=== Rows ===
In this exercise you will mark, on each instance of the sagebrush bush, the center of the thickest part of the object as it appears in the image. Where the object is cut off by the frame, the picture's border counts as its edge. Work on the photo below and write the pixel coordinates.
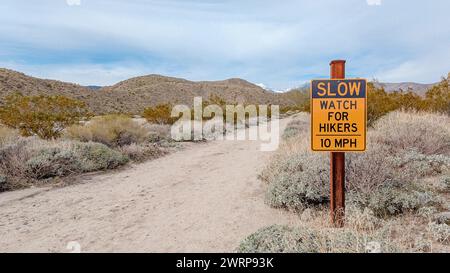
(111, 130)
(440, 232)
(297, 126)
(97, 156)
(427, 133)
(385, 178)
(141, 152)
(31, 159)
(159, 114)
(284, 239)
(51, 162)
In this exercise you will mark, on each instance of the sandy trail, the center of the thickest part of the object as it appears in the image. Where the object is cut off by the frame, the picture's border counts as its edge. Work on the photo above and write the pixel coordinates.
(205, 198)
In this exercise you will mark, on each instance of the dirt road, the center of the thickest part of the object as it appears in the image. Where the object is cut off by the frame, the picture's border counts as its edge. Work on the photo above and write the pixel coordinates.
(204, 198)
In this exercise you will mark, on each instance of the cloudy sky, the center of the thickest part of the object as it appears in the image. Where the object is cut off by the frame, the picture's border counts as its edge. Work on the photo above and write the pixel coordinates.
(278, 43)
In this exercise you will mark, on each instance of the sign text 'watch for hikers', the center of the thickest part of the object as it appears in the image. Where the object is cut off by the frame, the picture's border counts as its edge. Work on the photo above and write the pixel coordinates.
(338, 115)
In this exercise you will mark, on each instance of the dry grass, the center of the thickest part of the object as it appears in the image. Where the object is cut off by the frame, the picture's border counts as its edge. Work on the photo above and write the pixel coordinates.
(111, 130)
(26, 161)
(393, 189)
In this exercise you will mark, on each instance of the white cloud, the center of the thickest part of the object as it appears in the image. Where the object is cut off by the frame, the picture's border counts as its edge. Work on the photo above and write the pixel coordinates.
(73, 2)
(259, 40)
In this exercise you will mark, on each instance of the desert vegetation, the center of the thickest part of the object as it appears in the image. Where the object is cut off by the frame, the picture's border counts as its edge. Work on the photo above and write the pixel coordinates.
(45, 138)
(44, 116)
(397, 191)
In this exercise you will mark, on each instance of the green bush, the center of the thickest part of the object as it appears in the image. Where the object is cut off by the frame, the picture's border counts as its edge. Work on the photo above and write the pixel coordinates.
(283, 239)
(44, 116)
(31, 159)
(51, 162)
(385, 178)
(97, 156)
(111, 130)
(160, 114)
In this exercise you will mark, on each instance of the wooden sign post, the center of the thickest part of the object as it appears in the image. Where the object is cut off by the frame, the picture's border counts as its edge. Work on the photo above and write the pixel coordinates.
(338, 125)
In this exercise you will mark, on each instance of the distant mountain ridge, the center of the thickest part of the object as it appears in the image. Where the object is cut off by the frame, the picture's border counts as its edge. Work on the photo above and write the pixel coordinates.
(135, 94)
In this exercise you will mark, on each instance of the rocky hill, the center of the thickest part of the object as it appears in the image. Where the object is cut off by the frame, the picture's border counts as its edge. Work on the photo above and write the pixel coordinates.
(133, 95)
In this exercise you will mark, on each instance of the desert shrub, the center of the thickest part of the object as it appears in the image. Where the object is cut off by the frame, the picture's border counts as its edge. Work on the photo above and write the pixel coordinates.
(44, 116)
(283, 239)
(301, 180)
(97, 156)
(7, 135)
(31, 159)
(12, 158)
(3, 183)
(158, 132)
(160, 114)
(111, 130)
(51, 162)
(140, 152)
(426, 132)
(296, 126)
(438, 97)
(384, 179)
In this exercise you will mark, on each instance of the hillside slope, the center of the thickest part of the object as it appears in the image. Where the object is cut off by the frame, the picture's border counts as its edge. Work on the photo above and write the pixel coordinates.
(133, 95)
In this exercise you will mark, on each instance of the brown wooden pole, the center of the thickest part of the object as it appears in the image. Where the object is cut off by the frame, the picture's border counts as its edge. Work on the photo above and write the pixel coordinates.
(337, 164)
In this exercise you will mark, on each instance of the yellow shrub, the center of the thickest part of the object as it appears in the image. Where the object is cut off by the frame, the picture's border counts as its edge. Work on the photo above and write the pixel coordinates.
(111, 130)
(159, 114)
===
> Your instructions:
Rewrite the material above, replacing "thickest part" with "widest part" everywhere and leaving the rest unchanged. Omit the pictures from your version.

> Full solution:
In this exercise you will mark, on each instance of the sagebrush bush, the center of the widest part of the object as it appears in the image. Where the object is cut off by the frame, the picture's border counts as its edge. Work on the photo below and write the pixel coordinates.
(111, 130)
(440, 232)
(297, 126)
(97, 156)
(427, 133)
(385, 178)
(141, 152)
(31, 159)
(159, 114)
(284, 239)
(51, 162)
In this exercise you will mark, on each instance of the sandy trail, the center of the widest part of the object as it appears in the image. Where the object is cut off by the frame, the picture's border counts as its edge. Work on the photo above and write the pixel coordinates.
(205, 198)
In this exercise you will mark, on each instance of the dirt road, the center of the widest part of the object as it appears in the image. Where the object is cut off by the frame, the picture's border counts as its edge. Work on the photo above and write the pixel coordinates.
(204, 198)
In this exercise you will mark, on each instance of the cloudy sky, the center of the widest part of the object as it appears in the image. Where the object is cut off by the frame, the picture's border counts as its edge. Work on the photo above and write the pixel coordinates.
(278, 43)
In this exercise you will mark, on each instance of the sign text 'watch for hikers', the center of the widest part of the object as it appears in the image. Where the object is cut off by the frame, the picture's border counts as its edge. Work on the photo above and write the pixel coordinates.
(338, 115)
In this exercise you will mark, on each instance of the dry grass, the center of the widest part of the object as it appears in the image. Where the object is cut off by the frame, the picture's border counts as its edge. Work on the photo above and write the pixel coordinates.
(111, 130)
(26, 161)
(393, 189)
In this exercise you will mark, on each instance of the white cloud, the center of the widest part of the object as it appears in the image. Where the object is cut off by the frame, the picture's border counts as its edge. Work on the photo above and write the pixel coordinates.
(73, 2)
(259, 40)
In this exercise you will mark, on each instance of the desert vegetation, the center of the widest part of the object as it appears in the image. Where the object is cut off by the frame, the picture's border counts as its edge. Work on the photo above and write the pixel coordinates.
(45, 138)
(44, 116)
(397, 191)
In this exercise you will mark, on each instance of the green bush, the center of the widest part of the object as it appears in the image. Where the object is cut off by the frame, the picture's border counts as its edge. Work on the photo above and write the pixel coordinates.
(283, 239)
(44, 116)
(31, 159)
(51, 162)
(385, 178)
(97, 156)
(111, 130)
(160, 114)
In this exercise you will mark, on each instance of the wooden sign post, the center of the widest part of the object as it appears in the image. Where the object is cut off by the frame, the picture's border counts as its edge. Work on the photo above and write the pixel coordinates.
(338, 125)
In this exercise you will mark, on each instance of the distant mountain ridge, the center of the widest part of the object as it appears in the image. Where the object is cut off by the frame, the picture's border counts as its edge. Work on the photo above and write the pixel coordinates.
(135, 94)
In this exercise you will mark, on each instance of the rocky hill, the center of the widest part of the object as it appears in the image. Where the object is cut off by the frame, the picture's border counts as its edge. Work on the photo above and write the pixel coordinates.
(133, 95)
In this exercise you will mark, on each instance of the desert shrub, the center of the widest part of the object as it appears in the image. Where the object is cut off by the frame, the picture's border counts as its edge. Work on the photo above and write the pixel coordinates.
(44, 116)
(283, 239)
(301, 180)
(97, 156)
(7, 135)
(31, 159)
(12, 158)
(3, 183)
(158, 132)
(160, 114)
(111, 130)
(51, 162)
(140, 152)
(426, 132)
(296, 126)
(438, 97)
(384, 179)
In this exercise you will mark, on each instance of the hillside slope, the center of the widest part of the object as it appears in the image. Where the object is cut off by the frame, the picture's border counts as its edge. Work on the photo above and write the pixel coordinates.
(133, 95)
In this exercise you will mark, on each instance of the brown wooden pole, the center of the widest part of the object as it appears in the image. Where the object is cut off by the frame, the picture's border counts as its edge. Work on the photo above and write the pixel coordinates.
(337, 164)
In this exercise you will mark, on each instance of the yellow shrub, the center of the widest part of the object as it appears in the image. Where the object is cut off by the frame, the picture's border counts as its edge. Work on the photo above and write the pixel coordinates.
(111, 130)
(159, 114)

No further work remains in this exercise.